======== DATA FOR THIS EXERCISE ========

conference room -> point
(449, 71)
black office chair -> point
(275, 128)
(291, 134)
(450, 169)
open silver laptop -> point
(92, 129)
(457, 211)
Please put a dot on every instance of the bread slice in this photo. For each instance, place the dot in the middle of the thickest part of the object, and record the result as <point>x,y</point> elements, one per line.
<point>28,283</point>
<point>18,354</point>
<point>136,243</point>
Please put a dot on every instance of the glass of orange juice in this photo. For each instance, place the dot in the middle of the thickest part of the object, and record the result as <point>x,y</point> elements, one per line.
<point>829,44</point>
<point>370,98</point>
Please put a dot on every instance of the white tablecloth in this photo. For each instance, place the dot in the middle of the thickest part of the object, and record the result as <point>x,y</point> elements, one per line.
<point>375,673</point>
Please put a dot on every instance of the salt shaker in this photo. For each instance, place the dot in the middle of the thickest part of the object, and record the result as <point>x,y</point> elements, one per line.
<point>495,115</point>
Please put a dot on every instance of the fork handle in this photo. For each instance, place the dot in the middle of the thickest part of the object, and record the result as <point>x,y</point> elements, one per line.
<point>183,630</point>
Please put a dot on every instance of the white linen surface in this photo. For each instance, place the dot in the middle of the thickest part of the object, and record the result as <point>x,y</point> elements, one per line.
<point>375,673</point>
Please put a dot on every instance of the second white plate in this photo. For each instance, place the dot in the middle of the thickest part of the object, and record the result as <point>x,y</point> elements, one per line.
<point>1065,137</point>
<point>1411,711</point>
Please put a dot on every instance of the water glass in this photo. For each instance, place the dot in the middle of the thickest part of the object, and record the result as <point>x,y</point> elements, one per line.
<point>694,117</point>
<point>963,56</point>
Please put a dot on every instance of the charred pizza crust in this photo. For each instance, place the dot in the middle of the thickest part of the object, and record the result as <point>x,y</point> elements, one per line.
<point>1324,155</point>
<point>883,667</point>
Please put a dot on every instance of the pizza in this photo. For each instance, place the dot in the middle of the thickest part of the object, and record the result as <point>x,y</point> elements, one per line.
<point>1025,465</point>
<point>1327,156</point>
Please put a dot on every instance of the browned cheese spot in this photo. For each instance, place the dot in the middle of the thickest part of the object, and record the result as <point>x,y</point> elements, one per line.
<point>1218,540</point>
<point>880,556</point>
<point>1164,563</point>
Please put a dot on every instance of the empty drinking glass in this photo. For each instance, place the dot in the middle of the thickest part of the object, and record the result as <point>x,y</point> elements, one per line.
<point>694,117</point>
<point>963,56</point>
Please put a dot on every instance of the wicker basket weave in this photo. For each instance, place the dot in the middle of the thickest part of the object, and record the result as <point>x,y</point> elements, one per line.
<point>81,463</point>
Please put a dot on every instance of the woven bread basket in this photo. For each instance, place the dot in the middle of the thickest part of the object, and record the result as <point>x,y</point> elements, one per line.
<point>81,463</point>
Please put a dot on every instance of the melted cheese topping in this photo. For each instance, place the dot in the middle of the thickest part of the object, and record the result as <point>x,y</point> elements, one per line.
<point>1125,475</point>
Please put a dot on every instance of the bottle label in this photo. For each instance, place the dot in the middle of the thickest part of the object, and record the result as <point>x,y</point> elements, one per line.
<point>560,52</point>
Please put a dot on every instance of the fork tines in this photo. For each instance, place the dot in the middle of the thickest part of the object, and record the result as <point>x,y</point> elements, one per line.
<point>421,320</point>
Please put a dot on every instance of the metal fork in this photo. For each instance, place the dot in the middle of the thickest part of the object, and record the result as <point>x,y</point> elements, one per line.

========

# EXERCISE GOAL
Copy every one of the lines above without changing a single character.

# REPLY
conference room -> point
(449, 71)
black office chair -> point
(275, 128)
(291, 134)
(450, 169)
open silver laptop -> point
(92, 129)
(457, 211)
Please put a dot on every instance of the bread slice in this photo. For each instance, place the dot in the middle of the thickest part of the object, and record the result as <point>x,y</point> elements, one per line.
<point>28,283</point>
<point>18,354</point>
<point>136,243</point>
Please put a dot on every instance of the glass of orange juice in this photo. For each instance, place the dot in the middle of the thickest part of the object, and record the result as <point>x,y</point> elements, one per line.
<point>829,44</point>
<point>370,98</point>
Please put a dot on every instance of the white tablecloth in this photo. For each instance, place the dot in the middle of the thickest part of the object, and record the result as <point>x,y</point> elements, one per line.
<point>375,673</point>
Please put a dot on every instance of the salt shaker in this photo. For each instance, place the dot in the middle of the thickest part of the object, and record the result as <point>x,y</point> elements, one per line.
<point>495,115</point>
Please put a dot on every instance of the fork handle in this photo. For each instance, place the dot in the middle of the thickest part of the object, and record the result as <point>x,y</point> elements, one per line.
<point>183,630</point>
Please put a dot on every instance of the white linen surface in this photo. For each instance, place the dot in the middle of the thickest part of the object, and record the result as <point>x,y</point> elements, one per line.
<point>375,673</point>
Please put a dot on every instance of the second white plate in this photo. For each instance, place the dot in the middle of the thickest part of the object, and record the result as <point>x,y</point> elements, one per line.
<point>1065,137</point>
<point>1411,711</point>
Please put a dot on every instance of the water glass in this photo. For each instance, place the dot in the middle of the thickest part of the object, and record the result as <point>x,y</point> elements, one per line.
<point>694,117</point>
<point>963,56</point>
Please put a dot on every instance of the charred pizza crust in this photo. For each instance, place the dot in the middle of the thickest part of the object, and record the result as <point>x,y</point> elements, one per line.
<point>1324,155</point>
<point>883,667</point>
Please put a dot on every instance of the pizza in this photo. For each instance, place the dot in the middle of the thickest part of the object, and record the result as <point>x,y</point> elements, one per line.
<point>1025,465</point>
<point>1327,156</point>
Please put a dot on every instance of the browned cheese spot in this photo. For each instance, place the dot in the middle of the thickest part of the object, and record the result as <point>x,y</point> elements, one per line.
<point>1218,540</point>
<point>880,556</point>
<point>1164,563</point>
Please put a dot on every instance of the empty drinking glass in this photo. For each instance, place the dot in the middle of the thickest part of the object, and record the result as <point>x,y</point> elements, one per line.
<point>694,117</point>
<point>963,56</point>
Please put a dot on every instance of the wicker basket weave in this photo. For each instance, place the dot in the middle of the thickest part of the object, and record the result as <point>x,y</point> elements, one per line.
<point>81,463</point>
Please put a dot on every instance of the woven bread basket in this photo. For each instance, place the dot in the middle of the thickest part of the object, and record the result as <point>x,y</point> elements, one per line.
<point>81,463</point>
Please put a dot on every instance of the melted cheese topping in this photo. For each instance, place the dot in the middle of the thickest part of the object, and record the result as <point>x,y</point> elements, one per line.
<point>1125,475</point>
Please put a dot on every instance of the bottle label in this photo. For each instance, place the dot in the middle of the thickest part of the object, and record the result as <point>x,y</point> elements, one per line.
<point>560,52</point>
Please put a dot on every instance of the fork tines in this photo. For each instance, place the dot in the middle of the thickest part of the object, and record the result as <point>x,y</point> elements, one per line.
<point>421,320</point>
Please put a dot on every instance of the metal fork in this photo. For each instance, place the dot in the middle of the thickest part of the object, and record the result as <point>x,y</point> elements, one per line.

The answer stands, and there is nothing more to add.